Exercise requirements
Rewrite the lines below, replacing "keypoint" with "target point" everywhere it occurs and changing nothing else.

Excerpt from a dataset:
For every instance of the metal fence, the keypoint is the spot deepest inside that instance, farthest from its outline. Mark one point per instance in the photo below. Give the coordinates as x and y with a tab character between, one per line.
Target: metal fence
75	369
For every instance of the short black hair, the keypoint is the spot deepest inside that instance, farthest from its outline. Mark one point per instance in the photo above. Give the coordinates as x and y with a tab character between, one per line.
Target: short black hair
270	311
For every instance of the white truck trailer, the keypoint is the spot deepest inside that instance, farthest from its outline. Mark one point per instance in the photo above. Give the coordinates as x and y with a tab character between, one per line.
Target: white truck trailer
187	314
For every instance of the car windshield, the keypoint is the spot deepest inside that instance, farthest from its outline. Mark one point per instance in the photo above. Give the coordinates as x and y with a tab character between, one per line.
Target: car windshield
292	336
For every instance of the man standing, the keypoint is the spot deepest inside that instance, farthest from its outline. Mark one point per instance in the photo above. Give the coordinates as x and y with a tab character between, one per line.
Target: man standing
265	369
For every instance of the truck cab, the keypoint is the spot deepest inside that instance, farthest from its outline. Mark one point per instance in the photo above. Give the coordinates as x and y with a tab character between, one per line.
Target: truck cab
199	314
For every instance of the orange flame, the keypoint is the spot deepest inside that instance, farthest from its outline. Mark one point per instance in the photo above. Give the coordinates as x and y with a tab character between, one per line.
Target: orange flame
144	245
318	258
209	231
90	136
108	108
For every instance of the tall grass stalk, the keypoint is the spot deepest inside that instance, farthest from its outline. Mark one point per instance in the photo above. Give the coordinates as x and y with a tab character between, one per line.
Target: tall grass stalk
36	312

Complete output
For every instance of the metal fence, the target point is the spot deepest inside that instance, farthest from its outline. Mark one point per instance in the photo below. Give the coordinates as x and y with a tab character between, one per line.
Target: metal fence
75	369
For every instance of the short black hair, the target point is the spot deepest inside that instance, farthest from its outline. Mark one point per instance in the photo above. Give the coordinates as x and y with a tab character between, one per line.
Target: short black hair
270	311
For every instance of the white truck trailer, the target point is the spot deepest inside that instance, farthest from its outline. Mark one point per instance in the photo above. Give the coordinates as x and y with a tab character between, one per line.
Target: white truck trailer
187	314
For every instance of the car windshield, the target point is the spot deepest inside that instance, farthest from its outline. Mark one point per instance in the photo above. Give the coordinates as x and y with a tab character between, one per line.
Target: car windshield
292	336
For every instance of the man standing, the target point is the spot deepest inside that instance, farthest from its outline. Mark one point per instance in the photo above. Give the coordinates as x and y with a tab character between, one per line.
Target: man standing
265	369
For every instance of the truck cab, the target point is the spot deepest inside that instance, farthest from its outline. Mark one point per instance in the photo above. Give the coordinates as x and y with a tab character between, one per line.
Target: truck cab
199	314
For every instance of the orange flame, the target point is the spot deepest inside that instance, farthest from its outline. Mark one point per instance in the photo above. Give the coordinates as x and y with a tab character between, one per line.
Target: orange flame
144	245
318	258
209	231
90	136
108	108
For every instance of the tall grass stalk, the target point is the spot deepest inside that instance, farthest from its outline. Mark one point per instance in the photo above. Give the coordinates as x and y with a tab character between, one per line.
Target: tall grass stalk
36	312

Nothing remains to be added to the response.